Exercise goal
Gather all lines from the material that contain "black".

Records shown

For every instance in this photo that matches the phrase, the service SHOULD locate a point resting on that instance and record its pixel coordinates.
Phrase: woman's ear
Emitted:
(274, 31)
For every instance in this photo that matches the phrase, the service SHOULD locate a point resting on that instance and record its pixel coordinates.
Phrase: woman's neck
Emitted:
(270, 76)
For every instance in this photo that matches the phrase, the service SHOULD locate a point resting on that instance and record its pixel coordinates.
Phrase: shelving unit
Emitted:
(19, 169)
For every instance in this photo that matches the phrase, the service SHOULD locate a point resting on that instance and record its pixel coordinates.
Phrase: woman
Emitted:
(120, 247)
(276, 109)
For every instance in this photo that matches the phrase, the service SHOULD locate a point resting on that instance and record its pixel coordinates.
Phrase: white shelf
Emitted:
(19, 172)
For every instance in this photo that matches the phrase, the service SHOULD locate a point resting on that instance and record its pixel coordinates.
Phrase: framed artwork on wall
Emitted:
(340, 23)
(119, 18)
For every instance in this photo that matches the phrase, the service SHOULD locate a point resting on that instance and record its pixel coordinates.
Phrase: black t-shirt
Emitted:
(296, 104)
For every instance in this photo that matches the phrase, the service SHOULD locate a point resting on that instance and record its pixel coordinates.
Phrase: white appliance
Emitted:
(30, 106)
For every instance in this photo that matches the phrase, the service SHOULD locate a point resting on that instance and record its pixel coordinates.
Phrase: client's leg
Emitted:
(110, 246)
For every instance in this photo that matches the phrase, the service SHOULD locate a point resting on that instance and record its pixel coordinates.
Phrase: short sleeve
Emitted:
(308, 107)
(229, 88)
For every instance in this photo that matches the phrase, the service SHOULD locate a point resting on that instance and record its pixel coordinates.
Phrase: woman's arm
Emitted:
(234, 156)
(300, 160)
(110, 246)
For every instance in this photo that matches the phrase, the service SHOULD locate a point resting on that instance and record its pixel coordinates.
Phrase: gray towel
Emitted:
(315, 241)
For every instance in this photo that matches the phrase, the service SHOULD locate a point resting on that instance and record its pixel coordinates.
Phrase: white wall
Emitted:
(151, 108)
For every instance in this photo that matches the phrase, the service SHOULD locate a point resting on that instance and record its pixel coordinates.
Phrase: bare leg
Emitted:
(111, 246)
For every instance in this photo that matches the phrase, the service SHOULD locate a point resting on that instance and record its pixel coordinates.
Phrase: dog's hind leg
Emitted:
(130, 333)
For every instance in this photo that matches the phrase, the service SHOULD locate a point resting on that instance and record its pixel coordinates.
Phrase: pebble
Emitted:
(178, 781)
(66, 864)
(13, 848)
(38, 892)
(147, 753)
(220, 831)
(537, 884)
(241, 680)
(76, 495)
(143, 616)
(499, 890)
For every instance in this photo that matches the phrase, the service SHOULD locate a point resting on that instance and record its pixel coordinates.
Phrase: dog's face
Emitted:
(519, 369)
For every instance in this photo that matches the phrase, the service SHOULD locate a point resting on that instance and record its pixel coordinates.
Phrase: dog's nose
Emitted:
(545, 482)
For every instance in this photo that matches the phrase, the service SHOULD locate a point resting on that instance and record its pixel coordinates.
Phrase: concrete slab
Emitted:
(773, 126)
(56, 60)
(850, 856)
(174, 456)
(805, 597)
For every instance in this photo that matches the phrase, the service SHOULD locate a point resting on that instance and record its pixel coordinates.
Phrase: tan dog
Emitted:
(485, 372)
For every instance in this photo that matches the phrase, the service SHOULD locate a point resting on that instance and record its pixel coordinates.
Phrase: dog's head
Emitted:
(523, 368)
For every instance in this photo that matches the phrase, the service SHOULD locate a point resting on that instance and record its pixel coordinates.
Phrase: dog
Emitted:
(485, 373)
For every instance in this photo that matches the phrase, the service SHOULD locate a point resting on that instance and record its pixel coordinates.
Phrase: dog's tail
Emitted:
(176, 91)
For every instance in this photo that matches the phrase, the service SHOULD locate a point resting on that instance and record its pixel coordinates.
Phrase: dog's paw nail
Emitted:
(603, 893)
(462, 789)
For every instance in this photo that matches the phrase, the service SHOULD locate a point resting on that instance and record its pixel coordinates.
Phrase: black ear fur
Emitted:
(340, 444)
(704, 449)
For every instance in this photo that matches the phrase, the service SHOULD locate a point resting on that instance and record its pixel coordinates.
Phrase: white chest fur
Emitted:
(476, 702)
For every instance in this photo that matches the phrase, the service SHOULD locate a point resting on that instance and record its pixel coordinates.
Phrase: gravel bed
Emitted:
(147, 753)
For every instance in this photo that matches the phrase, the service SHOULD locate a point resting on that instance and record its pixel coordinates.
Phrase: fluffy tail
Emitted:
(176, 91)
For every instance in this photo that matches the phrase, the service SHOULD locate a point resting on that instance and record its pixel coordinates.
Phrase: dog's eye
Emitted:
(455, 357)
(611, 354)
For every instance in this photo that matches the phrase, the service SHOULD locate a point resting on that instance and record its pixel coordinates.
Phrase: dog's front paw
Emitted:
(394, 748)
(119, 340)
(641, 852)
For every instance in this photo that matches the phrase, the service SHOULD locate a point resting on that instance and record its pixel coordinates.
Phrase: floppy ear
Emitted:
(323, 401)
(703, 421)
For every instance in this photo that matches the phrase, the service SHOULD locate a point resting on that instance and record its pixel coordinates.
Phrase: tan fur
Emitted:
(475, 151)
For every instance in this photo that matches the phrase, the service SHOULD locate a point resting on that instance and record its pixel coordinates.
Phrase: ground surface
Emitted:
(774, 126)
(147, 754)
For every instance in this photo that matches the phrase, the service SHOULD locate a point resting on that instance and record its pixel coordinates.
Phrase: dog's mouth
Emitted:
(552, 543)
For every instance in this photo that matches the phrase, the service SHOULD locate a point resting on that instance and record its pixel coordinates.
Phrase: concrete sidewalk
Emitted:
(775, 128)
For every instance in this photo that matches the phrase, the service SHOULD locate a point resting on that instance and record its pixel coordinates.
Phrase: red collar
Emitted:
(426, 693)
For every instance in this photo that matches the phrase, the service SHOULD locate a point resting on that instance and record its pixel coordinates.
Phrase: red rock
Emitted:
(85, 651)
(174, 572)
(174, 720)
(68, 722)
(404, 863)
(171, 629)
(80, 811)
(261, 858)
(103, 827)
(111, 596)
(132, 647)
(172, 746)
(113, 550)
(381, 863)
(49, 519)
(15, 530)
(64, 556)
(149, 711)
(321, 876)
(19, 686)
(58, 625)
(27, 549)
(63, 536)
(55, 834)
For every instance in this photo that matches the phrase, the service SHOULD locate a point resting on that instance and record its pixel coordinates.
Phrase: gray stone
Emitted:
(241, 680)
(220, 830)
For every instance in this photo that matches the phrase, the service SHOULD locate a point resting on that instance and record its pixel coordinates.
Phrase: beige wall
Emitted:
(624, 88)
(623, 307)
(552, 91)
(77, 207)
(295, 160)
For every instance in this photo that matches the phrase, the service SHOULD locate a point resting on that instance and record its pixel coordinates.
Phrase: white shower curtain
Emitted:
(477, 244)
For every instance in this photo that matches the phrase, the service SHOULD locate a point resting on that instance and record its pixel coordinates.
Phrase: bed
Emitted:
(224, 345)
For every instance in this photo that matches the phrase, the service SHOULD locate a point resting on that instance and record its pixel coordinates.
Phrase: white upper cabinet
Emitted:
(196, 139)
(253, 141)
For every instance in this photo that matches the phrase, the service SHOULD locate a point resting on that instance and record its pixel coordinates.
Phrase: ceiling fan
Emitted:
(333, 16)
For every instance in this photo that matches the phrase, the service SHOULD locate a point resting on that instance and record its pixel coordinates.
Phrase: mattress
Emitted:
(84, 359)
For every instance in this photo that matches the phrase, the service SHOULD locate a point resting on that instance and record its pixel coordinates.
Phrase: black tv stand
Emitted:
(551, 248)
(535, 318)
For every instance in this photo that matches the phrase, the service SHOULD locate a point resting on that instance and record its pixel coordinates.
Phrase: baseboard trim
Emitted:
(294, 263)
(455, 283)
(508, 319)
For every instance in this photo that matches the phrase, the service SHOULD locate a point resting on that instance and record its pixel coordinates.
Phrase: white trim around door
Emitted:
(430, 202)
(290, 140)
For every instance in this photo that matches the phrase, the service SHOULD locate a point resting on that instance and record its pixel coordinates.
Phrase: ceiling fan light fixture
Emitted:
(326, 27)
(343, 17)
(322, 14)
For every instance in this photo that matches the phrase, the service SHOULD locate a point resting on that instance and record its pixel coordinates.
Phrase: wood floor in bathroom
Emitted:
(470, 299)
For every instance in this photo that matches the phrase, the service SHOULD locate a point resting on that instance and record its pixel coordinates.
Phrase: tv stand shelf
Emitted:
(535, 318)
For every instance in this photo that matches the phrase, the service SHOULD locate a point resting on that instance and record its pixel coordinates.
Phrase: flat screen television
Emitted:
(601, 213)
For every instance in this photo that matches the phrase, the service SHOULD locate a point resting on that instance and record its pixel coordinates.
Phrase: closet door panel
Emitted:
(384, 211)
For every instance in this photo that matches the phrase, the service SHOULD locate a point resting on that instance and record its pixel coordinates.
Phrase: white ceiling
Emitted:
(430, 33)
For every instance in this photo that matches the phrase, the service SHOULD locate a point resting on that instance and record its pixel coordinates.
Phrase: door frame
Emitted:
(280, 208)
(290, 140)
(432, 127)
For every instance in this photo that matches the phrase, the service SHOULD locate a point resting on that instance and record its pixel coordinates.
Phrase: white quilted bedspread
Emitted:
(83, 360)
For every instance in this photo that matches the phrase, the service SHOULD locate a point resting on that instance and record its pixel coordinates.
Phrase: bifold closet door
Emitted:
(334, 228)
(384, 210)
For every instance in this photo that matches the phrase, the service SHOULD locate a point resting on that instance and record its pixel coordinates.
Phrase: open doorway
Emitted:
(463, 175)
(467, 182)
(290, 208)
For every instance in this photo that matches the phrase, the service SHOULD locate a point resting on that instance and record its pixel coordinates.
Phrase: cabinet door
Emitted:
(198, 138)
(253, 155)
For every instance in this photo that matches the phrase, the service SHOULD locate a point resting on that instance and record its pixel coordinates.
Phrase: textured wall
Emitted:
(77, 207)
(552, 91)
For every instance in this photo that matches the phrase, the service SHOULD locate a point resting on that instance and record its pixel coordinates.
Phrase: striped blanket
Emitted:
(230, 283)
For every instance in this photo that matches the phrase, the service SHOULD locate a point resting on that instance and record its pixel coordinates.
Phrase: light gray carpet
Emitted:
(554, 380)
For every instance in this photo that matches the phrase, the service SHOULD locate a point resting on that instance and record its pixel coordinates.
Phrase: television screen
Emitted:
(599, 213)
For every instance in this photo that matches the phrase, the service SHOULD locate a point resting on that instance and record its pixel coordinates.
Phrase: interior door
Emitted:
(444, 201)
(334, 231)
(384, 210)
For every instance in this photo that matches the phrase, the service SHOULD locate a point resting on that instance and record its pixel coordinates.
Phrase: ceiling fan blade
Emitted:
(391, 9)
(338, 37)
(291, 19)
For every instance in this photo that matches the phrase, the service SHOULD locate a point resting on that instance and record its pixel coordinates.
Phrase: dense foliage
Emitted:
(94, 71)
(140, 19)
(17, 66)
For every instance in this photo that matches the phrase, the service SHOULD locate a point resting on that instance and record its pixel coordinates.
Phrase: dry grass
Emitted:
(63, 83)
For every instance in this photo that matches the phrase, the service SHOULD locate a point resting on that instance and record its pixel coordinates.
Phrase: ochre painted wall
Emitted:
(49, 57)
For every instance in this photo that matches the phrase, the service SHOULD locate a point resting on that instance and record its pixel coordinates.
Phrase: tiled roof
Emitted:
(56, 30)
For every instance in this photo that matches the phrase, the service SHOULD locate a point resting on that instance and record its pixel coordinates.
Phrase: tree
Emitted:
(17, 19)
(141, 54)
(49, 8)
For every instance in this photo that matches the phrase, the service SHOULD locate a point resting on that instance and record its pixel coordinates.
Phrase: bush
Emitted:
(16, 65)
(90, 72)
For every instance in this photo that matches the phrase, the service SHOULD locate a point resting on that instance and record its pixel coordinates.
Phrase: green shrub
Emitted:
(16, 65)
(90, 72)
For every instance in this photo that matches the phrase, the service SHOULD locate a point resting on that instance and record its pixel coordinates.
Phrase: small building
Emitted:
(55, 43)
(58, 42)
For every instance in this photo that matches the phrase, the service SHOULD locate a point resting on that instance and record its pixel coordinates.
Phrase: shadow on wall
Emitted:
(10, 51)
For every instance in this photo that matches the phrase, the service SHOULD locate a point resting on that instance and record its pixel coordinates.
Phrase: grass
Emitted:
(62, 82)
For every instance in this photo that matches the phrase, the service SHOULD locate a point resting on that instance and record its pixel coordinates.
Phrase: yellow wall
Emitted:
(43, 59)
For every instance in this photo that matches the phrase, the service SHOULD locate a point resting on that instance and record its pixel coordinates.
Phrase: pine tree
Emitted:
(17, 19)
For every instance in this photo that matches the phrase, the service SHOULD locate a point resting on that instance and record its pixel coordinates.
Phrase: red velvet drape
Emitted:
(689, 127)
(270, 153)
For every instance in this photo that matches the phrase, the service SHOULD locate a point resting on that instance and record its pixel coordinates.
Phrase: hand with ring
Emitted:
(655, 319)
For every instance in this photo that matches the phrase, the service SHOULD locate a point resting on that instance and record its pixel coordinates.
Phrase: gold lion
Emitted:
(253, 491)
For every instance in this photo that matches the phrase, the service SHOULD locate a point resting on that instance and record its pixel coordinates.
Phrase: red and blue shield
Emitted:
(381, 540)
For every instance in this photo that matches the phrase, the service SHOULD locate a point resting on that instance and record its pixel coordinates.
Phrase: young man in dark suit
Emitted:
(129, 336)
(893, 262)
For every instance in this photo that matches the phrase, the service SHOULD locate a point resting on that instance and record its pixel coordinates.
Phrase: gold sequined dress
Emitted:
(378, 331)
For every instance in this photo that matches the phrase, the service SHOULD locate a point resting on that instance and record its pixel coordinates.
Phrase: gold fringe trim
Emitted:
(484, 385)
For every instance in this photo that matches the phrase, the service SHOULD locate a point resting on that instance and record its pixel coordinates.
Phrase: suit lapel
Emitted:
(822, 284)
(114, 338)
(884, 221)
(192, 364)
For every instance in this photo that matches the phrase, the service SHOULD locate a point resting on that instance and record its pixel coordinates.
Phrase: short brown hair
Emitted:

Final answer
Phrase: black t-shirt
Phrase: black ear fur
Phrase: black tv stand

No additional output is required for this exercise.